◆ What is expected ◆
Every record must come back exactly as given.

◆ Data for review ◆
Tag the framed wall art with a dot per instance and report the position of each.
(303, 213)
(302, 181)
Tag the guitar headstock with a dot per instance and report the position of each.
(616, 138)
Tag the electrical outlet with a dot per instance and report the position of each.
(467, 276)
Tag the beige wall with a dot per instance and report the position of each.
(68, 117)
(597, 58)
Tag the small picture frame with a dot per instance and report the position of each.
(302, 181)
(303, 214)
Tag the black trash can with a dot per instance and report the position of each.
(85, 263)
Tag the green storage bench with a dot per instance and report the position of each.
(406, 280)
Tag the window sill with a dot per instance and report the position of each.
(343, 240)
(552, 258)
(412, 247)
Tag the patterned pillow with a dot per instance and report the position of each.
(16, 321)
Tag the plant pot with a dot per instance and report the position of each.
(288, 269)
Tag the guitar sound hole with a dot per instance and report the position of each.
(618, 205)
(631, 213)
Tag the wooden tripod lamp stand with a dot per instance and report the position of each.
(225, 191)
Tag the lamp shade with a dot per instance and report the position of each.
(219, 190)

◆ Response area ◆
Tag the framed wall art with a dot per instance and report the position of each.
(303, 213)
(302, 181)
Tag the guitar headstock with a dot per instance and report the position of each.
(616, 138)
Tag the electrical outlet with a dot per instance and report the position of each.
(467, 276)
Tag the beige wall with a dot per instance and report the position of each.
(68, 117)
(597, 58)
Tag the small picture frame with a dot per instance and report the position of each.
(302, 181)
(303, 214)
Tag the black trash can with a dot per instance and report the position of each.
(85, 263)
Tag the green storage bench with a dot per instance and report the position of each.
(406, 280)
Tag the window sill with a dot per instance and report the position of each.
(343, 240)
(552, 258)
(412, 247)
Tag the patterned pillow with a dot per instance and report the position of each.
(16, 321)
Tag the plant pot with a dot per instance and report the position of each.
(288, 269)
Tag the guitar sound hole with a dot per instance and report the position of each.
(618, 205)
(631, 213)
Tag the wooden tripod lamp stand with a dot per instance and report the position of each.
(225, 191)
Tag the lamp shade with a dot per instance and report the position of each.
(219, 190)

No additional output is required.